(DATA LISTING)
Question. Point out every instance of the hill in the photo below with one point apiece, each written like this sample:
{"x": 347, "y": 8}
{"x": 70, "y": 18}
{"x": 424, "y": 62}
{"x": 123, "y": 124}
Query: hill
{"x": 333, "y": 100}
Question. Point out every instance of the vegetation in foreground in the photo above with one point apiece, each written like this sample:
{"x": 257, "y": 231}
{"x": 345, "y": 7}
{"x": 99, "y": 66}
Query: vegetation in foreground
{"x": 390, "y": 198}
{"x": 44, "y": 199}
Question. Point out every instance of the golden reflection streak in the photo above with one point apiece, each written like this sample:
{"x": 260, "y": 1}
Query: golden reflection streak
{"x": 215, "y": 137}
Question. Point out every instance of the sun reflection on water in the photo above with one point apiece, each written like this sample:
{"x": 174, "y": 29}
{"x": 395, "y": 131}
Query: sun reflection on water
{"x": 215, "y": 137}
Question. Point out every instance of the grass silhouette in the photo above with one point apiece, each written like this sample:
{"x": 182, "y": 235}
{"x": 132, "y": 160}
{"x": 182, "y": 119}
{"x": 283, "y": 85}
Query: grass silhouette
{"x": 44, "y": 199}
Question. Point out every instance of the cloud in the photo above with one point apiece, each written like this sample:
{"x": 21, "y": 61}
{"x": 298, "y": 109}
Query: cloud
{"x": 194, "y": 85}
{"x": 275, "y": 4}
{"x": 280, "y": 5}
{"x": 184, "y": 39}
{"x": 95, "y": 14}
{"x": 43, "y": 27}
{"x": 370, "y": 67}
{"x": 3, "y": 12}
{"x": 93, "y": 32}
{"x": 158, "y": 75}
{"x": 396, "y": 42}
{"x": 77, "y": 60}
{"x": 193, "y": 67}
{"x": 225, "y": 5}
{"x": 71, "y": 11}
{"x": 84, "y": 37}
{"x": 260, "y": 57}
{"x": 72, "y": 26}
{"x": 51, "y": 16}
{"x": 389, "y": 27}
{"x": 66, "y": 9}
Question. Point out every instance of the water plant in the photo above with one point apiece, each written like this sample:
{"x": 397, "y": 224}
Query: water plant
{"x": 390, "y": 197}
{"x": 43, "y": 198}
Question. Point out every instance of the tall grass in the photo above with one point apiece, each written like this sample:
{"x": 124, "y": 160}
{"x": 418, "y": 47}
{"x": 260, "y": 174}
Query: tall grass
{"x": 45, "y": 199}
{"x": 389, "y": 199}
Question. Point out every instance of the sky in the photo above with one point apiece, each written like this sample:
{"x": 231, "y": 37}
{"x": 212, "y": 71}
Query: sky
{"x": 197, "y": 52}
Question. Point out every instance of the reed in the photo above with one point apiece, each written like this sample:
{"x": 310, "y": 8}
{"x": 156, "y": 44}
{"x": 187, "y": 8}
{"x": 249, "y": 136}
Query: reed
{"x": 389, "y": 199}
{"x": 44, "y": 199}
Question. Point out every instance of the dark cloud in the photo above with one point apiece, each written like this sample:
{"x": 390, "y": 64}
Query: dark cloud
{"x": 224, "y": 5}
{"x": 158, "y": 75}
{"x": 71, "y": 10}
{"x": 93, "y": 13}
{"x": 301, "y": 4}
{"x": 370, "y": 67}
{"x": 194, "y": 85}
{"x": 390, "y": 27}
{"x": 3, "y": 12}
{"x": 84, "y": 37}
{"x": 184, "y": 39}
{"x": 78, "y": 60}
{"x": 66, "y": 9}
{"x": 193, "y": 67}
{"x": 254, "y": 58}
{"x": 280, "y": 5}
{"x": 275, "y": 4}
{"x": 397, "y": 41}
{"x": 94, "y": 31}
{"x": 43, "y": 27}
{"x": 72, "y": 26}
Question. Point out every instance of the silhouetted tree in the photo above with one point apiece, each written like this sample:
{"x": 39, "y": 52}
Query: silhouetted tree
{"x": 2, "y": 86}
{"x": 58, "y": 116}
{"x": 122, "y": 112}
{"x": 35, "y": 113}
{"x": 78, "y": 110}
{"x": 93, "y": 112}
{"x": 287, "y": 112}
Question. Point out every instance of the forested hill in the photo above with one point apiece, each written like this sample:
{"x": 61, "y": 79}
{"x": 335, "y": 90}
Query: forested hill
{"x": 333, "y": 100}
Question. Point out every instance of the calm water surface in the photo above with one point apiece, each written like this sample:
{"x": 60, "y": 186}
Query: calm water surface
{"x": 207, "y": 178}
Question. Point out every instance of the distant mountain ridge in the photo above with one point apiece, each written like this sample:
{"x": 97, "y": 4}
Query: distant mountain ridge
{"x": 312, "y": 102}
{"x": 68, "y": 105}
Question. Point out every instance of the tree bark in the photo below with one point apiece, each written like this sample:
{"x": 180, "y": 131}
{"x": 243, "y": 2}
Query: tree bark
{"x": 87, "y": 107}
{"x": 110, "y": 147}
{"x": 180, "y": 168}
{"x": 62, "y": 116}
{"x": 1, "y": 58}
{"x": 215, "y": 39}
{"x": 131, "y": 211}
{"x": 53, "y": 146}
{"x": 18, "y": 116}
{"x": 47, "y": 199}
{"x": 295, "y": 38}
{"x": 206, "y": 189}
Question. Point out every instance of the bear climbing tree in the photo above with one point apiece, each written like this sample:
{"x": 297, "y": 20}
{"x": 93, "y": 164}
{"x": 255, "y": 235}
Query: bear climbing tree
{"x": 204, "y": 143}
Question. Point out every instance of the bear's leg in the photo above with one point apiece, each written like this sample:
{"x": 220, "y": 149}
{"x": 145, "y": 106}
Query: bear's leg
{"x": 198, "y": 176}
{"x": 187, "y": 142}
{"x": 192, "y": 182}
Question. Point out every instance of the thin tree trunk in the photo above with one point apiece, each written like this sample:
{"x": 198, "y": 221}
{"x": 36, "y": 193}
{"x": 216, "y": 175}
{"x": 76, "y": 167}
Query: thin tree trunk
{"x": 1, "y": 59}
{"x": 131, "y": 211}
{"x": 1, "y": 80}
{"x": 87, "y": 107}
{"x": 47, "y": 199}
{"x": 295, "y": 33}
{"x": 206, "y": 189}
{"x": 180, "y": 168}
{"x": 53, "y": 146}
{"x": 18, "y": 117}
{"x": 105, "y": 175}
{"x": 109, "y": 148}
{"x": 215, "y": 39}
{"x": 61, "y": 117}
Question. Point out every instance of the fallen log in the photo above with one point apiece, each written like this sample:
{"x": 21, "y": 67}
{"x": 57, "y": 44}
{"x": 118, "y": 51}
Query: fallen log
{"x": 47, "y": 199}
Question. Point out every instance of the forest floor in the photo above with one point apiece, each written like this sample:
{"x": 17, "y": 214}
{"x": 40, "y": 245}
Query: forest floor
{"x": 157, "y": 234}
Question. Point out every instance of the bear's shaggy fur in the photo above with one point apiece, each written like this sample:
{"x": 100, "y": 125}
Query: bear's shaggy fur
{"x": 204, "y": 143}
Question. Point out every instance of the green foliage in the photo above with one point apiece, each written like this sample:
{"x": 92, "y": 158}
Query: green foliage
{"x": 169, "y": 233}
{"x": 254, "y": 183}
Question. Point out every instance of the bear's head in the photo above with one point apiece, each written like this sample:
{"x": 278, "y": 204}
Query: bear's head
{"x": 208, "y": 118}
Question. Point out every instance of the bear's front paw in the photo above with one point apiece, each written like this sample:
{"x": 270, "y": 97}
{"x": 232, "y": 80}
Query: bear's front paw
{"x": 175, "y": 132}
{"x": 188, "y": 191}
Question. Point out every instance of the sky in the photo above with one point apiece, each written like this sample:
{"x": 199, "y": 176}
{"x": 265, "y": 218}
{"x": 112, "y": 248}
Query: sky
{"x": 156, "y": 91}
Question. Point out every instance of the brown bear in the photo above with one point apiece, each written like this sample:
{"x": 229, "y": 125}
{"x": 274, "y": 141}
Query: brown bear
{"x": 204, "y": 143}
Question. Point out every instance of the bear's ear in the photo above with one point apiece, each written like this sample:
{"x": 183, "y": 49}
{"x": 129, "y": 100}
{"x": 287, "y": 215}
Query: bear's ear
(End DATA LISTING)
◆ WHAT IS REQUIRED ◆
Filter the entries above down to the lines that contain the word "below".

◆ EXPECTED ANSWER ◆
Question. Point out every instance of the hill in the photo below with one point apiece, each written like this sample:
Question. Point out every instance of the tree bark in the photo below with one point apiece, each written like this sample:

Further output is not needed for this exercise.